**Goal of the exercise:**
List every line of the rows below that contains the word "positive", copying each line in full. Case counts.

**Data:**
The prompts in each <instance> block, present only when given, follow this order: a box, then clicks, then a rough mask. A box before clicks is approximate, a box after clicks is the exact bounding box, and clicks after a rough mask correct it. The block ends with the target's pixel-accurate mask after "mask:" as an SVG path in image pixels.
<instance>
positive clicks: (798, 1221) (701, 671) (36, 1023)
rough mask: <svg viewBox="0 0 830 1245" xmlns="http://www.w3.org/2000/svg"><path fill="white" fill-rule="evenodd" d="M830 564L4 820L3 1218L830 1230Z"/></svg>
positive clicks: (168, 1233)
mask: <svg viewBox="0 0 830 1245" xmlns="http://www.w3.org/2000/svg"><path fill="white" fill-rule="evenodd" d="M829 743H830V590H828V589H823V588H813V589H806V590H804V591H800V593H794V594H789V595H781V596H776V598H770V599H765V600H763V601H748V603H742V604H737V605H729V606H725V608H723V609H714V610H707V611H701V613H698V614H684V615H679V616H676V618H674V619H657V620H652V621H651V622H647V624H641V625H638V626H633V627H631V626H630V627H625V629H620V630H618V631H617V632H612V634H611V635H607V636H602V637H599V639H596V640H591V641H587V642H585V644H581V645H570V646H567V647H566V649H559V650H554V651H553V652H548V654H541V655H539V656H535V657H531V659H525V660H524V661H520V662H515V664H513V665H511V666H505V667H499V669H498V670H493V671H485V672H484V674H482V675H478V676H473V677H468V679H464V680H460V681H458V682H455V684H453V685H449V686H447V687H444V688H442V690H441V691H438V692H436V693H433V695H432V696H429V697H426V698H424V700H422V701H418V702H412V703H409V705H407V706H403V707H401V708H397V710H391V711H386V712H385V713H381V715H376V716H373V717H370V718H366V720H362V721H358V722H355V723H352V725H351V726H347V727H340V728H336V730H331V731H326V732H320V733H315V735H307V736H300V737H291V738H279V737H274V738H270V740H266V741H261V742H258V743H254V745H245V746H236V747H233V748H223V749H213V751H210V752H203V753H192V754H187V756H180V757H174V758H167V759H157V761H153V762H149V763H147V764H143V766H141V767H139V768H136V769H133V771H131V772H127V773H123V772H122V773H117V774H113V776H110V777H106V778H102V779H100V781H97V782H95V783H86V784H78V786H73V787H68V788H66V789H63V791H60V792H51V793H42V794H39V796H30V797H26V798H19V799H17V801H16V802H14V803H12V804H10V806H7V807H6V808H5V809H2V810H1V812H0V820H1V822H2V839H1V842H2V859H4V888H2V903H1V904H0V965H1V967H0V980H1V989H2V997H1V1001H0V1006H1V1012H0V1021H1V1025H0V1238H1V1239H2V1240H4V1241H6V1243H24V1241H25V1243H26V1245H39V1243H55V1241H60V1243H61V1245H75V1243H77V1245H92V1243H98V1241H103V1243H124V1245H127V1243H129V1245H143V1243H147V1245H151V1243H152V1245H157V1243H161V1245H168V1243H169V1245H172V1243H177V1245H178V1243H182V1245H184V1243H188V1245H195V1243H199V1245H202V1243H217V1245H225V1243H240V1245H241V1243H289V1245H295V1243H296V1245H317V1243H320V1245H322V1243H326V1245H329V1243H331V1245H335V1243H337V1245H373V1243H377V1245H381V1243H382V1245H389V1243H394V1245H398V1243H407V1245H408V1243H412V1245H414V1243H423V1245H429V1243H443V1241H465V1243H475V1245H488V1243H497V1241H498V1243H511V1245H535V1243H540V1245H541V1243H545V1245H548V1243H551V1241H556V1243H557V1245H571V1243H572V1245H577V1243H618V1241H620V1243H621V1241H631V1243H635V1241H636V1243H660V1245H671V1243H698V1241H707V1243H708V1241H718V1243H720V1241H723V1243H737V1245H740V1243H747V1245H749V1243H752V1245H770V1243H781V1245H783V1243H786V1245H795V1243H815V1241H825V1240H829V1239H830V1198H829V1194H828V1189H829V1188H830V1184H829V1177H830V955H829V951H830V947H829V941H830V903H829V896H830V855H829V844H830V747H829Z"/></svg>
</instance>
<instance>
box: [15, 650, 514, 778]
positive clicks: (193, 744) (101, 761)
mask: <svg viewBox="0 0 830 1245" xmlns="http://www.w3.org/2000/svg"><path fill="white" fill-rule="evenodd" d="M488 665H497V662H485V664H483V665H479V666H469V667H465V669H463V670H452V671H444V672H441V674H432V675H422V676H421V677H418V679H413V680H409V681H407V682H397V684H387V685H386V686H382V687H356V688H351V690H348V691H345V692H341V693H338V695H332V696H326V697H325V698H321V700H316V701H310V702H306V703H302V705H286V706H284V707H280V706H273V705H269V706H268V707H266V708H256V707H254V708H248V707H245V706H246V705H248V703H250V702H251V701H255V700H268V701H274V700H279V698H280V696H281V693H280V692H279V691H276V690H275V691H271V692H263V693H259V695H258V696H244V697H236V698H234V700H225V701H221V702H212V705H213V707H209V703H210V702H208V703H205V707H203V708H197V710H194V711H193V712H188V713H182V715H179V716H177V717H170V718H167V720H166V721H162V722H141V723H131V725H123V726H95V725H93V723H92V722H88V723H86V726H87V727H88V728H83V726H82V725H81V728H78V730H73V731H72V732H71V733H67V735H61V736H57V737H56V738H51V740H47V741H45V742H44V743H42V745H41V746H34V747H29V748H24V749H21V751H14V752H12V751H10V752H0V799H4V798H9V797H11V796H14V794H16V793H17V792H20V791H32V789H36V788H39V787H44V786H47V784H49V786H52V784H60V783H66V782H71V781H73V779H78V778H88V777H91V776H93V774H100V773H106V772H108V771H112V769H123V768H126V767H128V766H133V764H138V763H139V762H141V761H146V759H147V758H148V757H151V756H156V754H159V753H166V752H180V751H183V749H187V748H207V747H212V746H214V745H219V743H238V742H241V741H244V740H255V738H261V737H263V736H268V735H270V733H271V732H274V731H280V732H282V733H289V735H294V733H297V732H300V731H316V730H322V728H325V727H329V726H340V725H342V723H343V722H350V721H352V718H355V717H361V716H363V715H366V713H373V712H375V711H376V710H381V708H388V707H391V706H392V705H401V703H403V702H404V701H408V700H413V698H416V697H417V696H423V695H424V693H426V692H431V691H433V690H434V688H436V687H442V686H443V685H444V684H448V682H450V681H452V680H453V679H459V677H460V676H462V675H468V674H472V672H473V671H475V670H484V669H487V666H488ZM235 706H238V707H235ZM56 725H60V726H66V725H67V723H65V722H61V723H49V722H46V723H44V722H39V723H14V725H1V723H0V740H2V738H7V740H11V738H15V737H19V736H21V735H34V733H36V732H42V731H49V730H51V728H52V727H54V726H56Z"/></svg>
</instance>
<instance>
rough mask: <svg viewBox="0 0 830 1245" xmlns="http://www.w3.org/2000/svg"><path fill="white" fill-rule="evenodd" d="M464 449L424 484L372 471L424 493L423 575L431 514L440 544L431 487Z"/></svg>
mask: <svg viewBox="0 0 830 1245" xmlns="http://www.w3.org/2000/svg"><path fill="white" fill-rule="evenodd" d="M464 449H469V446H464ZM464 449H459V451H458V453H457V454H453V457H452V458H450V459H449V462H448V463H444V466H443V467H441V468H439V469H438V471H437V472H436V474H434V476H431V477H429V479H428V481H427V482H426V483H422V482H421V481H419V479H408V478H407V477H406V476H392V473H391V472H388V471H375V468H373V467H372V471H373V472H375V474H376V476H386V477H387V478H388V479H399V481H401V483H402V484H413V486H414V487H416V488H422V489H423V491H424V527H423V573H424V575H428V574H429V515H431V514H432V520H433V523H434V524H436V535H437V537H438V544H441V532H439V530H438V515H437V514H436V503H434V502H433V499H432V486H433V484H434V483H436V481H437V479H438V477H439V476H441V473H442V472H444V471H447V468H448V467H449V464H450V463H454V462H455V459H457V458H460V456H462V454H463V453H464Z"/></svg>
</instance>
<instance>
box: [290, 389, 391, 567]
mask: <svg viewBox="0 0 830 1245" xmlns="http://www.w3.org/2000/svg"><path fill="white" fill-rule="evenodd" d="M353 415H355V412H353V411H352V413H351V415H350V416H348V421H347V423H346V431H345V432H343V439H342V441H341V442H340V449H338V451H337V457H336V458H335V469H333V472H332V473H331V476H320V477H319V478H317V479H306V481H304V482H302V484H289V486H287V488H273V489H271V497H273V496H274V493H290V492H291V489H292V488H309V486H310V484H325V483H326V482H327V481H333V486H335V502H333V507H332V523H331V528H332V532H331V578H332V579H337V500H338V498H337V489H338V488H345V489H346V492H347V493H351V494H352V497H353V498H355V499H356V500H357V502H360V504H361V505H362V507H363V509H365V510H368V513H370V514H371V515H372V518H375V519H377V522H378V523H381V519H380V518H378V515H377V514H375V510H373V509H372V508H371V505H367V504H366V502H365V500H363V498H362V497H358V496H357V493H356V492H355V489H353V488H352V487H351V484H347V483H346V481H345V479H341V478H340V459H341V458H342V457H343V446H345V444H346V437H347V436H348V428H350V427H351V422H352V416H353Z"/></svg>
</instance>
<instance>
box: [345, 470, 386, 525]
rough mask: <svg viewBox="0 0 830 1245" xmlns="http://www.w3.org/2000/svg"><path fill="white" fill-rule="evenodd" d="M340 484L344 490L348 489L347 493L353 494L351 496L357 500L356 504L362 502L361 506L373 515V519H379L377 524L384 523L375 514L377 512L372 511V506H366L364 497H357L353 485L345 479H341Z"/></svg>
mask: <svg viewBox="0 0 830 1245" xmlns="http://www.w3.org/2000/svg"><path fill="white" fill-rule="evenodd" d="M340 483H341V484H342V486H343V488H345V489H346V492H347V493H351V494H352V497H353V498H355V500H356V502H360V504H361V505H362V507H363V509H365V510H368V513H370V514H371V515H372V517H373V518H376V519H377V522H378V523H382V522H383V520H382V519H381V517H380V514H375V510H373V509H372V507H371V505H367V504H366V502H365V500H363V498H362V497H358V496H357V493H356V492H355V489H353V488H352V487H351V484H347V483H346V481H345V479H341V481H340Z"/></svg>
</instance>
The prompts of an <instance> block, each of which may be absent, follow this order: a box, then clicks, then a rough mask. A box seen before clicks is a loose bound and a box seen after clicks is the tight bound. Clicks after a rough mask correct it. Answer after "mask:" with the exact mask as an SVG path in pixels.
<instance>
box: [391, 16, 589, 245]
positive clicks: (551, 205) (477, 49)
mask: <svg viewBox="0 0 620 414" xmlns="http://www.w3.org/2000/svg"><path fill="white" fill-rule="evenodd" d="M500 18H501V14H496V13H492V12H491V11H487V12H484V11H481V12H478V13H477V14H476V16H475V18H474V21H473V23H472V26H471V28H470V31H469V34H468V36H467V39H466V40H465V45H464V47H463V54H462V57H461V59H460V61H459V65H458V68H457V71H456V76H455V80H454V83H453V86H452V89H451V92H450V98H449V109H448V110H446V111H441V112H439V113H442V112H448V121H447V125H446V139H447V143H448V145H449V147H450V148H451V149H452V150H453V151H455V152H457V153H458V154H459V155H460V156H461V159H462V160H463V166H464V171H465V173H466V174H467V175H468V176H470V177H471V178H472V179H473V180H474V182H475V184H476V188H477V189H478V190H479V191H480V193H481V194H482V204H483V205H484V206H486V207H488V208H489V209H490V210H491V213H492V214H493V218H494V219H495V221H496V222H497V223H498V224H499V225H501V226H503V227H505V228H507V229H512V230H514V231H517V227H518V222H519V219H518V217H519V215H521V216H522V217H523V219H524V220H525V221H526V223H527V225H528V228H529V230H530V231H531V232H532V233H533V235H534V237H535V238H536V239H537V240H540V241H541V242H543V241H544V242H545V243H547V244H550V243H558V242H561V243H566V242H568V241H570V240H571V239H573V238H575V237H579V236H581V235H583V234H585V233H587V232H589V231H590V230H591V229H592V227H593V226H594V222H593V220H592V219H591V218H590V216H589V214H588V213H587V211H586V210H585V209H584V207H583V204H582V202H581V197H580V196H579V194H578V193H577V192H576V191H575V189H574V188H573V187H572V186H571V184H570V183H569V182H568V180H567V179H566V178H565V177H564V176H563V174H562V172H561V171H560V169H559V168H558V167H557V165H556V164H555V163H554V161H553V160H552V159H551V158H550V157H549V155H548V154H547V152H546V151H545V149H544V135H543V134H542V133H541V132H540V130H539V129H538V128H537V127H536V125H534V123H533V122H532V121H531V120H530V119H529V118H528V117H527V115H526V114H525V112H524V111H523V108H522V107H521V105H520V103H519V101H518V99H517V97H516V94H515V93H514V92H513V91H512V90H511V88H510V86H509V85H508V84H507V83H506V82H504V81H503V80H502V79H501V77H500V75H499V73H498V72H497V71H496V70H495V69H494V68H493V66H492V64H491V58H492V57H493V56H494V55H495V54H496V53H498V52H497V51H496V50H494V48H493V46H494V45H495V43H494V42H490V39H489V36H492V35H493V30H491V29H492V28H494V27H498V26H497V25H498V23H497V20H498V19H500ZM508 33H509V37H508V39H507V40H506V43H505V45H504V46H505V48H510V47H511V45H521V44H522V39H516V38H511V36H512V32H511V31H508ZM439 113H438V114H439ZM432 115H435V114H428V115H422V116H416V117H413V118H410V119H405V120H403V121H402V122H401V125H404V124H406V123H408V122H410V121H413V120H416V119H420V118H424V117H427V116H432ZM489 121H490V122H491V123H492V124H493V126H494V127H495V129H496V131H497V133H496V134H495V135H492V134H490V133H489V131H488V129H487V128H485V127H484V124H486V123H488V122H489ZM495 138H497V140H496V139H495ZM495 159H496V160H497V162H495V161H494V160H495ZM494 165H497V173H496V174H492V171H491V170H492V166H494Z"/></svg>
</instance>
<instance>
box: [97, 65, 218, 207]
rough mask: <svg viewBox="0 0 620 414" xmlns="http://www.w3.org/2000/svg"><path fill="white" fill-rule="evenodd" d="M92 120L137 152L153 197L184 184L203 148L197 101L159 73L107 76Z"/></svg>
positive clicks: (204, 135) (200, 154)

**Response to this exercise:**
positive clicks: (798, 1221) (701, 671) (36, 1023)
positive clicks: (168, 1233)
positive clicks: (193, 744) (101, 761)
positive clicks: (551, 205) (477, 49)
positive clicks: (204, 135) (200, 154)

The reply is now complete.